▸ **Exercise**
Edit the entries below by changing each "shelf-layout reference" to "bird survey log" and leaving every other line as it is. Omit the pictures from your answer.

▸ **Extracted information**

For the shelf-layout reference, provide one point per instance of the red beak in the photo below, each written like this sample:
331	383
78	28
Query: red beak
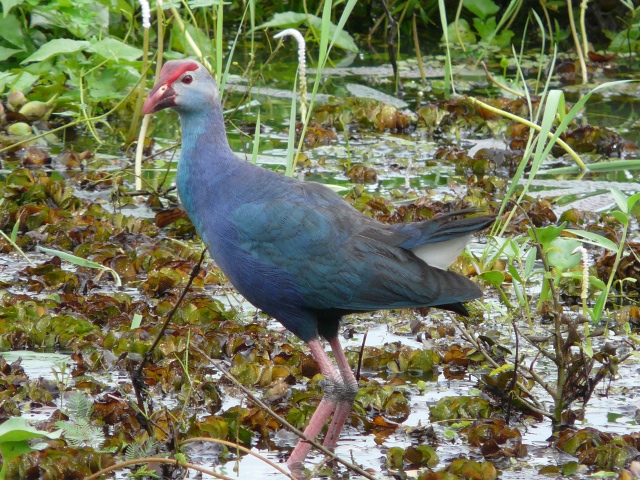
160	97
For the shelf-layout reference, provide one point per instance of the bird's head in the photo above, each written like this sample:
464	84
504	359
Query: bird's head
184	85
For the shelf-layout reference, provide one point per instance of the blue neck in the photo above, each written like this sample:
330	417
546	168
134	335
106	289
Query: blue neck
205	160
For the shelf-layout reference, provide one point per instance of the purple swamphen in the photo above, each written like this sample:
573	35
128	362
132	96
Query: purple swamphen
298	251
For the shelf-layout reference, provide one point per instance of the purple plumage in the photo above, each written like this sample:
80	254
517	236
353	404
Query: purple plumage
296	250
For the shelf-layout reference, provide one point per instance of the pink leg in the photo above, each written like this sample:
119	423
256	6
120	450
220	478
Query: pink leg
343	406
341	390
325	408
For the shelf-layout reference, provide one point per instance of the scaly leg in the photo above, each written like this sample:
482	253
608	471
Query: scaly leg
347	395
326	407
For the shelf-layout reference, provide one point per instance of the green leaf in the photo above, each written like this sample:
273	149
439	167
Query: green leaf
561	253
7	5
285	20
57	47
632	200
481	8
111	48
493	277
23	81
82	262
137	320
11	31
622	217
464	30
547	234
594	239
7	53
293	20
621	199
17	429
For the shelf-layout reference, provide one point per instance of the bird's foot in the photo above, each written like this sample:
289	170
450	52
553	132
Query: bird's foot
297	470
339	391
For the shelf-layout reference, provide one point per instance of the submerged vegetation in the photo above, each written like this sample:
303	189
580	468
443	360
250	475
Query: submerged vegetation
164	368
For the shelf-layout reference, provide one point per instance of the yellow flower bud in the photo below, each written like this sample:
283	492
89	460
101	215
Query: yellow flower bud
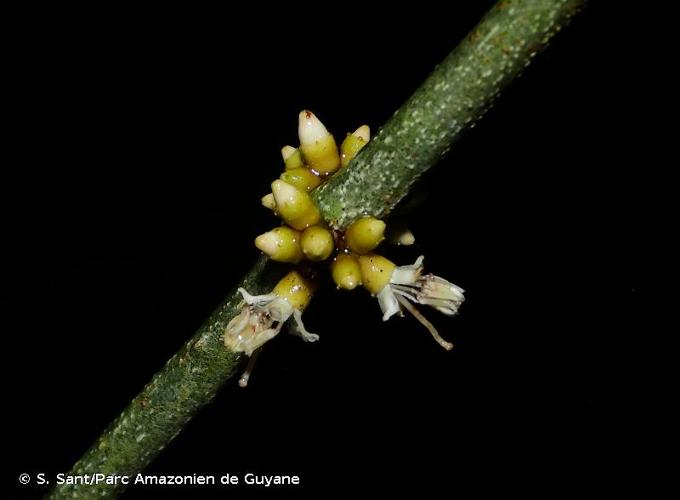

▸ **Completed task**
For the bird survey log, provide one point per instance of the red beak in the photo below, each written like this sample:
331	383
78	28
Query: red beak
160	97
For the bird survey log, provide one point per instance of the bird's head in the photo above, each written like this sample:
464	84
504	359
Query: bird's head
184	85
For the bird survey log, provide one point per instance of the blue neck in the photo above, each written like this sample:
330	417
546	168
134	335
106	289
Query: blue neck
205	160
For the bird survey log, provide one point per instance of the purple swamphen in the photo above, each written like this sample:
573	35
128	362
132	96
Query: purple swamphen
298	251
For the bird survey log, provide one point per instance of the purple plumage in the photo above, each written like this sample:
80	254
517	236
353	404
Query: purple plumage
296	250
For the bird survey log, provide one point per instance of the pink leg in the photo above, each written like this sample:
119	423
256	6
120	450
220	478
Query: pink leg
343	406
341	390
325	408
For the bird survey log, provide one point per instance of the scaly leg in the photo above, each written like this sample:
482	253
608	471
Query: scaly leg
347	395
326	407
For the bird survey log, provide one point per instance of the green leaf in the photo above, each written like this sample:
273	149
439	167
Query: green leaf
561	253
7	5
285	20
57	47
632	200
481	8
111	48
493	277
23	81
82	262
137	320
11	31
622	217
464	30
547	234
594	239
7	53
293	20
621	199
17	429
For the bird survey log, provide one point per instance of the bird's foot in the photo above, each written like this sample:
289	170
450	52
553	132
Query: bird's foot
297	470
339	391
For the bird survey log, provide one point per instance of the submerged vegetation in the photo above, each written like this sample:
303	189
580	468
443	360
250	475
Query: submerged vegetation
164	368
For the bird survey log, provide one point per instance of the yellow flower bud in the photo below, each written like this sample:
283	492
89	460
101	215
Query: yellow flower bud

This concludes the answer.